* [Work item] The answer is to contain only the line containing "Please drop a marker on every instance of the wooden floor" and the lines after it through the last one, each reproduced exactly as it appears below.

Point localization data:
_ _ _ _ _ _ _

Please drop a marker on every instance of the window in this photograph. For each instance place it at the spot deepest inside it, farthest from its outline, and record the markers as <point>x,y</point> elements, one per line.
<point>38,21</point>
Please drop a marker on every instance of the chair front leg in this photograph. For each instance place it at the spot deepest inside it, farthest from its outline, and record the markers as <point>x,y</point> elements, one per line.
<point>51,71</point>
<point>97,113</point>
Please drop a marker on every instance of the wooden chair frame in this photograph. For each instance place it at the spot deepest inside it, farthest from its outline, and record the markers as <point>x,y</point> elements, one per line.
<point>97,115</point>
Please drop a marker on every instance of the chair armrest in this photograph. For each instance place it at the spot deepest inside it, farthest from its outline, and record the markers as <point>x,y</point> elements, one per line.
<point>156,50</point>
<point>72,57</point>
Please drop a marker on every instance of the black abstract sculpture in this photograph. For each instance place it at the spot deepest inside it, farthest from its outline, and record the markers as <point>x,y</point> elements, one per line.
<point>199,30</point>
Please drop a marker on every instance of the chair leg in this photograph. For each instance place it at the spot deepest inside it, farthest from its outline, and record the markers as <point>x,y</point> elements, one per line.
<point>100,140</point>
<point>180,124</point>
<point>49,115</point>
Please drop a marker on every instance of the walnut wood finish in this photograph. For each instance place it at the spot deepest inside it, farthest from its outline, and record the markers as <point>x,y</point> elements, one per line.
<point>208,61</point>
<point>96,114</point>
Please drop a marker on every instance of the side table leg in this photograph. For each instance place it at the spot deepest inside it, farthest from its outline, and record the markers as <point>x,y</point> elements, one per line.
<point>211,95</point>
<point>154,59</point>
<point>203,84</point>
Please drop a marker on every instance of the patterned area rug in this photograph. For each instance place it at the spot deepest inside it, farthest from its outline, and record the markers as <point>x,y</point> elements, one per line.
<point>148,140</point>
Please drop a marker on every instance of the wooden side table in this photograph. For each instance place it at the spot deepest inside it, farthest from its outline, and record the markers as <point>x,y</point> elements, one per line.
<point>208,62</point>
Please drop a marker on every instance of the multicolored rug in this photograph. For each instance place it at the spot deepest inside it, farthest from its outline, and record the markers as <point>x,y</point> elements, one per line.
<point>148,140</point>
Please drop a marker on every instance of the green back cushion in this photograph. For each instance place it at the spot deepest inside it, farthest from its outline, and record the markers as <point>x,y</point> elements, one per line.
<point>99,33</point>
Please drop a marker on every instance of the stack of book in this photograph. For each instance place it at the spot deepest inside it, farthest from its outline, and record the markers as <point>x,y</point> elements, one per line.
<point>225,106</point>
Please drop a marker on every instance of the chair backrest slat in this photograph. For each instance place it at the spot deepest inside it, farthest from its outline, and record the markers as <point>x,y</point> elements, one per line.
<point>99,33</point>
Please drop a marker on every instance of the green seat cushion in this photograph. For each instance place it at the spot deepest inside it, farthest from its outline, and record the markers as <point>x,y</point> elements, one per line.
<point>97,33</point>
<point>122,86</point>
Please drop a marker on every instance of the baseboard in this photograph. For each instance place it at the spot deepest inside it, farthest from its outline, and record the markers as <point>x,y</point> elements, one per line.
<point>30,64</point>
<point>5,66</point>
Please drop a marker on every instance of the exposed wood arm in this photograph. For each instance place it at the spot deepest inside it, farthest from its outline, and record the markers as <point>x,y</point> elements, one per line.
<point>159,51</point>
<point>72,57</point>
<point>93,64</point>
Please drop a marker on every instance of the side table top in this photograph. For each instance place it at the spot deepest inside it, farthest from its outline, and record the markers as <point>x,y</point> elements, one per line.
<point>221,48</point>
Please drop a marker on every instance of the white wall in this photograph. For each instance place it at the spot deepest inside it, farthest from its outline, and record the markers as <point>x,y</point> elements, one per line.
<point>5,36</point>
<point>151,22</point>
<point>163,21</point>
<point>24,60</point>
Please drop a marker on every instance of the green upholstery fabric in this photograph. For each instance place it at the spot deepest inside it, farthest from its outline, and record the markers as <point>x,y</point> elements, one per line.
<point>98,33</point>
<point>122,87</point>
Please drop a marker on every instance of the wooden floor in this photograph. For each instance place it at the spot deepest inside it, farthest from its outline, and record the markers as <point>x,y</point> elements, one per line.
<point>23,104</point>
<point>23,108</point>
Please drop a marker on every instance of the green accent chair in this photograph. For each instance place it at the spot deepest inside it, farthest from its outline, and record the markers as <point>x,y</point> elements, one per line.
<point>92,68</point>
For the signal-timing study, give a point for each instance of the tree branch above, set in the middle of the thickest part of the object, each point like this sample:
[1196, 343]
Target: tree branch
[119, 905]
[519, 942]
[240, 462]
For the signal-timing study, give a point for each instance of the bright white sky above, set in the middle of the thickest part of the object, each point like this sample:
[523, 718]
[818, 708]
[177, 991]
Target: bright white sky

_ _ _ _ _ _ _

* [Response to the task]
Please drop a marker on every instance of the wooden floor in this photograph. For each instance place it at the spot deepest inside it, farthest from its outline, and record the markers as <point>x,y</point> elements, one per line.
<point>23,104</point>
<point>23,108</point>
Please drop a marker on every instance of the green accent chair in this photograph. For each instance place it at the spot deepest inside it, farthest from its outline, and record the markers as <point>x,y</point> elements, one per line.
<point>92,68</point>
For the signal-timing study, give a point for each instance of the tree branch above, set in the middle of the thickest part of the object, each point like this sample:
[1196, 343]
Target: tree branch
[119, 905]
[519, 942]
[240, 462]
For the signal-timing study, give a point for each instance of the bright white sky above, set in the middle of the thickest part of the object, each point like this sample:
[523, 718]
[818, 708]
[177, 991]
Target: bright white sky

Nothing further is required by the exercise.